*Given text:*
-- Opening Marker --

Me: "Mom, do me a favor. Don't ever. EVER call me with something like that again."
Her: "I was calling you because I care about Nephew."
Me: "Mom! You're fucking accusing me of knowing about a plot to KIDNAP MY NEPHEW AND TO NOT DO ANYTHING ABOUT IT."
Her: "This isn't about you! I called because I care."
Me: "I said I don't want to know a thing about Brother's life!"
Her: "This is about Nephew!"
Me: "What kind of person do you think I am, Mom? You sound insane! Seriously. Why would you even bother talking to me if you think I'd just wait for someone to ask me if my father was trying to kidnap my nephew! With Brother's evil ex! I mean, if that's what you think about me what am I doing having a relationship with you?"
Her: "THIS ISN'T ABOUT YOU."
Me: "You're a sick person."
Okay, I know I wasn't like a picture of calmness and maturity. I don't really care. It's hours later and I'm still seeing red.
Here are my main questions. 1. Am I insane for thinking that my mom was accusing me of knowing about a plot to take my nephew out of the country with out my brother's permission based on a haircut? 2. Am I way overreacting in thinking that I don't need her in my life if that's what she thinks about me?
I know from experience that she will never apologize for this.
There's a reason I went to college 3,000 miles away from home
Yes, you kind of are, on both counts.

-- Closing Marker --

*Data section:*
-- Opening Marker --

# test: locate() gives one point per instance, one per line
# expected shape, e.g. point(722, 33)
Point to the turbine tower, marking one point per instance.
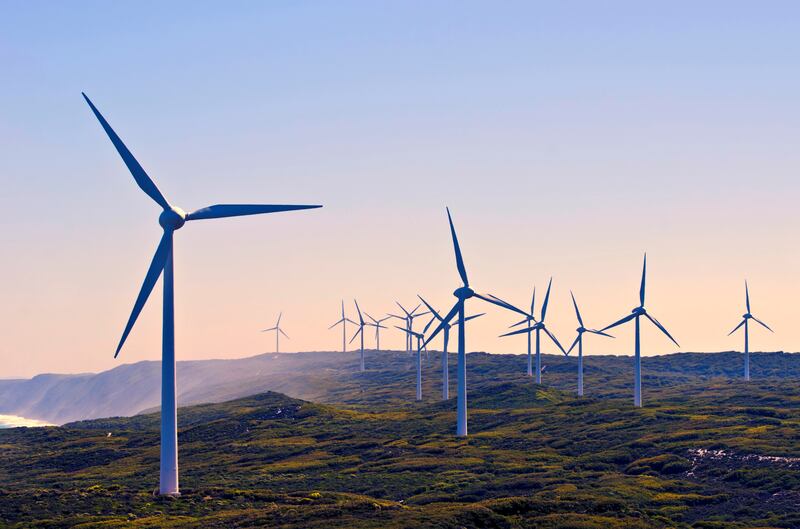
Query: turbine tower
point(446, 330)
point(278, 332)
point(579, 342)
point(529, 319)
point(462, 294)
point(635, 314)
point(360, 332)
point(419, 337)
point(343, 322)
point(745, 317)
point(171, 219)
point(538, 327)
point(378, 326)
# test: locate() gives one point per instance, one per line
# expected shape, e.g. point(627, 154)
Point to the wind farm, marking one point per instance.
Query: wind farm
point(461, 338)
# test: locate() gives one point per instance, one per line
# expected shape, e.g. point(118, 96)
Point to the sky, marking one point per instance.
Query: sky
point(567, 138)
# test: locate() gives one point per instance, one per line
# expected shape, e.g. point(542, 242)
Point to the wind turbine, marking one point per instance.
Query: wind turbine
point(343, 322)
point(377, 324)
point(409, 319)
point(635, 314)
point(171, 219)
point(278, 332)
point(462, 294)
point(579, 342)
point(419, 337)
point(447, 326)
point(360, 331)
point(745, 317)
point(538, 327)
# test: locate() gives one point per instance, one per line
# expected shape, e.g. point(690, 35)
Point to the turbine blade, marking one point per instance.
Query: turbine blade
point(657, 324)
point(644, 275)
point(450, 315)
point(156, 267)
point(577, 312)
point(763, 324)
point(459, 259)
point(747, 296)
point(546, 299)
point(737, 327)
point(626, 319)
point(555, 340)
point(571, 347)
point(142, 179)
point(218, 211)
point(520, 331)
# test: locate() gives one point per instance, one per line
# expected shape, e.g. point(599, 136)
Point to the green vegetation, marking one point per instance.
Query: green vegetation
point(705, 452)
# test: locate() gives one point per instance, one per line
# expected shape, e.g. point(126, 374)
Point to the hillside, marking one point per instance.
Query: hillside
point(333, 378)
point(703, 453)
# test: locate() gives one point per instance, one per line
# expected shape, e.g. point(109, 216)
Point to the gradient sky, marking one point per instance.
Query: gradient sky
point(567, 138)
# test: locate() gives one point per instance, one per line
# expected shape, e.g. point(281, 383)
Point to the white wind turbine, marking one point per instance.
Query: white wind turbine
point(171, 219)
point(746, 317)
point(278, 332)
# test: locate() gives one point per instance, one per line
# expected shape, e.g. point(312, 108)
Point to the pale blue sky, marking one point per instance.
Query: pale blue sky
point(568, 137)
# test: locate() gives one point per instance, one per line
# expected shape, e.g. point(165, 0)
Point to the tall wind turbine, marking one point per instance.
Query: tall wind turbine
point(579, 342)
point(462, 294)
point(171, 219)
point(745, 317)
point(378, 324)
point(419, 337)
point(343, 322)
point(635, 314)
point(409, 319)
point(360, 332)
point(529, 319)
point(278, 332)
point(537, 327)
point(445, 363)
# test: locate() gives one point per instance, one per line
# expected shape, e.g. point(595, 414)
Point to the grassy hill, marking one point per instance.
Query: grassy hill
point(706, 451)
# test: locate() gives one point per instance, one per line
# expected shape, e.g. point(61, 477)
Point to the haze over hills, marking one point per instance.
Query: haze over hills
point(333, 378)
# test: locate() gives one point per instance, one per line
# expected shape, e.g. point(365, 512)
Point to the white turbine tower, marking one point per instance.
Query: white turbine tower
point(278, 332)
point(343, 322)
point(419, 337)
point(745, 321)
point(579, 342)
point(171, 219)
point(462, 293)
point(445, 363)
point(360, 332)
point(378, 326)
point(635, 314)
point(537, 327)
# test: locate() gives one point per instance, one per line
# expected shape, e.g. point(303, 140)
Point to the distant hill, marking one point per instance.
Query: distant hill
point(332, 377)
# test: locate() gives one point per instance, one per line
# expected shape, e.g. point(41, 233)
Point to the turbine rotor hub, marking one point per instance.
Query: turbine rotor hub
point(172, 219)
point(463, 293)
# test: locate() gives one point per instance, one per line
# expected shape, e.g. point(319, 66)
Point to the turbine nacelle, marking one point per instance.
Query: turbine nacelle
point(172, 219)
point(463, 293)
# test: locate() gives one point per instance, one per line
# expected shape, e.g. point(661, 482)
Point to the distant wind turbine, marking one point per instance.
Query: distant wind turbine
point(635, 314)
point(419, 337)
point(278, 332)
point(343, 322)
point(462, 294)
point(538, 327)
point(579, 342)
point(445, 363)
point(360, 332)
point(378, 326)
point(409, 319)
point(745, 317)
point(171, 219)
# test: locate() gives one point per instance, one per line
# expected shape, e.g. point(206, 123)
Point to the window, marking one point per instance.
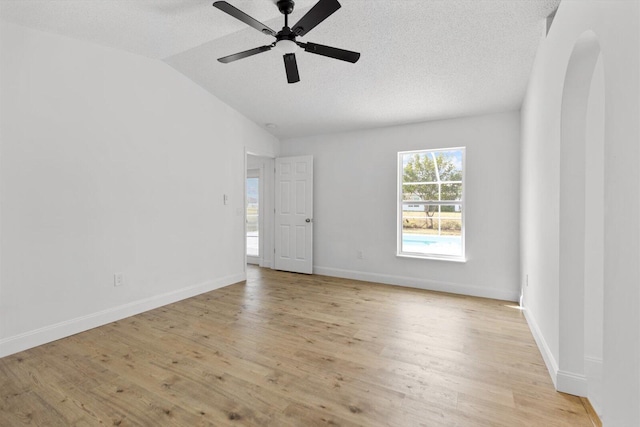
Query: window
point(431, 204)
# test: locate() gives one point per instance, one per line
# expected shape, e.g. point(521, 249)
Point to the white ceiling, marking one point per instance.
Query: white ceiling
point(420, 59)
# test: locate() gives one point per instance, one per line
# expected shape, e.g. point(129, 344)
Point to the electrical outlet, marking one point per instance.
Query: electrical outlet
point(118, 279)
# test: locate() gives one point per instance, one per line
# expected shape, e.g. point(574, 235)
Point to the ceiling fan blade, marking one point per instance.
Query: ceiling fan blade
point(318, 13)
point(240, 55)
point(291, 66)
point(331, 52)
point(240, 15)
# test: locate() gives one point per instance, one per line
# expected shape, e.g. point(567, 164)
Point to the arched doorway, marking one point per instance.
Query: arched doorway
point(581, 242)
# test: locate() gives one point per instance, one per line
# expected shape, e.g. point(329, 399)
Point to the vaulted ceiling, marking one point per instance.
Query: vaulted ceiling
point(420, 59)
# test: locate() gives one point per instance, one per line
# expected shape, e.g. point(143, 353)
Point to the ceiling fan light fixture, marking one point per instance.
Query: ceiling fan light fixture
point(286, 46)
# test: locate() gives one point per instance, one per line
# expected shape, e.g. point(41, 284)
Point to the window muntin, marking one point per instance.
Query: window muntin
point(431, 203)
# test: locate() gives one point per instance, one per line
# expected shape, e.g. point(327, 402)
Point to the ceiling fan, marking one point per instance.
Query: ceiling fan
point(286, 38)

-- Closing Marker --

*Work instruction 1:*
Decide whether each statement agrees with the excerpt about the phone call with Mom, answering yes or no and quoting the words that settle it: (a) The writer expects the mother to apologize eventually. (b) The writer went to college 3,000 miles away from home. (c) The writer is still angry hours after the call.
*Work instruction 2:*
Transcribe the excerpt about the phone call with Mom between "Okay, I know" and "apologize for this.", inclusive.
*Work instruction 3:*
Recast the paragraph of the excerpt about the phone call with Mom that begins "Here are my main questions" as a short list that keeps its main facts.
The records play no part in this work.

*Your response 1:*
(a) No: "I know from experience that she will never apologize for this."
(b) Yes: "There's a reason I went to college 3,000 miles away from home"
(c) Yes: "It's hours later and I'm still seeing red."

*Your response 2:*
Okay, I know I wasn't like a picture of calmness and maturity. I don't really care. It's hours later and I'm still seeing red.
Here are my main questions. 1. Am I insane for thinking that my mom was accusing me of knowing about a plot to take my nephew out of the country with out my brother's permission based on a haircut? 2. Am I way overreacting in thinking that I don't need her in my life if that's what she thinks about me?
I know from experience that she will never apologize for this.

*Your response 3:*
Main questions:
- Am I insane to think my mom accused me of knowing about a plot to take my nephew out of the country without my brother's permission, based on a haircut?
- Am I overreacting in thinking I don't need her in my life if that's what she thinks of me?